◆ **Problems and tasks**:
(A) Rewrite the paragraph of the piece on neocons' pre-war positions that begins "In the previous entry" as a shorter list that keeps its main facts.
(B) Pick up the piece on neocons' pre-war positions from its last sentence and continue it.

··· Text passage

Neocons are caught misrepresenting their pre-war positions

In the previous entry, I suggested three possible explanations for John Hinderaker’s amazing statement at Powerline that “The main purpose of the Iraq war was to begin bringing freedom and democracy to the Arab world.” The third explanation was that Hinderaker had simply forgotten about the centrality of WMDs in the prewar debate because of all the water that’s gone under the bridge since then. Innocent that I am, there was an obvious fourth possibility that had not occurred to me: Is Hinderaker now claiming that the war was always primarily about democratization in order to cover up his pre-war position that the war was about WMDs? That thought is triggered by Glenn Greenwald’s devastating piece, “Selective Amnesia,” in the current issue of The American Conservative (not online yet), in which Greenwald exposes various neocons’ false characterizations of their pre-war positions.

······
··· Dataset section

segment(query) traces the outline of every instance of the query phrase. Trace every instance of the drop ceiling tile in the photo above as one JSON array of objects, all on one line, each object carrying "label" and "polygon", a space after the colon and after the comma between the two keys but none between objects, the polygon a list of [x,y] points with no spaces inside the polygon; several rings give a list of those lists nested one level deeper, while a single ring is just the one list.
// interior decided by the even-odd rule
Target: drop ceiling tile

······

◆ **Outputs**:
(A)
- The previous entry offered three possible explanations for John Hinderaker's statement at Powerline that "The main purpose of the Iraq war was to begin bringing freedom and democracy to the Arab world."
- The third was that he had forgotten how central WMDs were to the prewar debate, given all that has happened since.
- A fourth, obvious possibility had been missed: he may now claim the war was always mainly about democratization to cover up his own pre-war position that it was about WMDs.
- This thought came from Glenn Greenwald's piece "Selective Amnesia" in the current issue of The American Conservative (not yet online), which exposes various neocons' false accounts of their pre-war positions.

(B)
Thus, after quoting numerous statements by Charles Krauthammer in 2002 and 2003 urging in the strongest terms that we had to invade Iraq in order to stop the further development of WMDs, Greenwald writes:

Now, as the war he demanded lies in ruins, Krauthammer uses his Post column to revise his record: “Our objectives in Iraq were two-fold and always simple: Depose Saddam Hussein and replace his murderous regime with a self-sustaining, democratic government.” His hysterical obsession with WMDs has been whitewashed from his pundit history, and in its place is a goal that Krauthammer barely mentioned prior to the war.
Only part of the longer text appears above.